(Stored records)
%%

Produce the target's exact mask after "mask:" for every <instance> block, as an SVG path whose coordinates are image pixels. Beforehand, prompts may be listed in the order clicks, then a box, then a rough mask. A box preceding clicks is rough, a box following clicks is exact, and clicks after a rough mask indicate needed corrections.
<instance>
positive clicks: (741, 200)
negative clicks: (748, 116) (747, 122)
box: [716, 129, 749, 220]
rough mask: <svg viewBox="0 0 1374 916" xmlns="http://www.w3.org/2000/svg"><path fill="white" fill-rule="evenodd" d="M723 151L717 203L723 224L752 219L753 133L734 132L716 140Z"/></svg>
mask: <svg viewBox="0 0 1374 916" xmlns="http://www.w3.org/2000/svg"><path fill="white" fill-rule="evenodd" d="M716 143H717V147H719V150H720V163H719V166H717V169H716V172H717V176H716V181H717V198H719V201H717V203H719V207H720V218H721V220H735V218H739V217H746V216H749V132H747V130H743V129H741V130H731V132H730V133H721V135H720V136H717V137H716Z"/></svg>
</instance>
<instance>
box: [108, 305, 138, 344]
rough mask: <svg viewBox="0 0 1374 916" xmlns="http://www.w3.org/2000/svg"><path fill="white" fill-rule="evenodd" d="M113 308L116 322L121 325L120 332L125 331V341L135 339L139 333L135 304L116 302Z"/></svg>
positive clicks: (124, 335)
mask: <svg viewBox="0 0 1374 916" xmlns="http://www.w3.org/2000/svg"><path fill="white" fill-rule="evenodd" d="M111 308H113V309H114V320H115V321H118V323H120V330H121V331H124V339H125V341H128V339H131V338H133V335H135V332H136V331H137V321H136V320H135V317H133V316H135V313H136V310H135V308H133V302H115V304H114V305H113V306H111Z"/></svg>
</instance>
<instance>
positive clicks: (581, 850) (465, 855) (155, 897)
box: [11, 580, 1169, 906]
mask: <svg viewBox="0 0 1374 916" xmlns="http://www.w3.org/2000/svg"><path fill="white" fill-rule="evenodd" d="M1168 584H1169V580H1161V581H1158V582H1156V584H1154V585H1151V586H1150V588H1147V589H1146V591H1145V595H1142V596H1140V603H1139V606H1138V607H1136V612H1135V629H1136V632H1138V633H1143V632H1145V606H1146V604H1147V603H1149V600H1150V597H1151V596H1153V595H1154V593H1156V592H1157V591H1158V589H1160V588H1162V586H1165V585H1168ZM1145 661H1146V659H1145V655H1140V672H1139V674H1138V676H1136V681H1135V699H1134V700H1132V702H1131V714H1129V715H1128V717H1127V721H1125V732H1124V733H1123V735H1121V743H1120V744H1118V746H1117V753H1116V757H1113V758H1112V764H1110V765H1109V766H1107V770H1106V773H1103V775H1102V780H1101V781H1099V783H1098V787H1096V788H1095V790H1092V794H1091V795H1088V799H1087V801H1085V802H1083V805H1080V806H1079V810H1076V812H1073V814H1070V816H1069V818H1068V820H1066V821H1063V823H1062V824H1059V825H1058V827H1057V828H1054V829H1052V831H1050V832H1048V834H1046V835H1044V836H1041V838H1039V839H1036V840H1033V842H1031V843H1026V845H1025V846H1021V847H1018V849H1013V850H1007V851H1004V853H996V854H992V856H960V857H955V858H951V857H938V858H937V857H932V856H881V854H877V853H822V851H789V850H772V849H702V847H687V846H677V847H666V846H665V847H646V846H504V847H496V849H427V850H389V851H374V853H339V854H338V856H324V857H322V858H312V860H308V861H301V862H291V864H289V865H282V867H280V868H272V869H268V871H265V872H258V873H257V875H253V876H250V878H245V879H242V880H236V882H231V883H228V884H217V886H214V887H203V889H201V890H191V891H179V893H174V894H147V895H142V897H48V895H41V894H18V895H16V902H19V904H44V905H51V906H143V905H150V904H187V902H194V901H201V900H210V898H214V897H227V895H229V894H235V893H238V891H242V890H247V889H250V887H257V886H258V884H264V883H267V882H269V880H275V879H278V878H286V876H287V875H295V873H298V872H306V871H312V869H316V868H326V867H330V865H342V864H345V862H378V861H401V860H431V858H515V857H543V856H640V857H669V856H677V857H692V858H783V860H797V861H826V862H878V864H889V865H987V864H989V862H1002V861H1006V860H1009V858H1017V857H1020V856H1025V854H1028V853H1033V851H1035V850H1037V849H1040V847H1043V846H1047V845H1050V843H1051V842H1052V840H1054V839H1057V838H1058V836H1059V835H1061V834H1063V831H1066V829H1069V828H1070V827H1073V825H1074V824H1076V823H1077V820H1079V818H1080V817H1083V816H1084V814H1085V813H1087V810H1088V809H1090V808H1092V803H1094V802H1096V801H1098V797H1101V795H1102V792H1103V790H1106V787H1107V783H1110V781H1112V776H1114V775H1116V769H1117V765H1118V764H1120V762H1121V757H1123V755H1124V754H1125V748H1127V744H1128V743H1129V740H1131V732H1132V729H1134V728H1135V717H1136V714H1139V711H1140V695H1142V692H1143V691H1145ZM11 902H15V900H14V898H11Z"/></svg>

%%

Instructions to follow:
Gather every line of the listing that contains the string "positive". Case counts.

Solution for this exercise:
positive clicks: (741, 200)
positive clicks: (124, 335)
positive clicks: (581, 850) (465, 855) (155, 897)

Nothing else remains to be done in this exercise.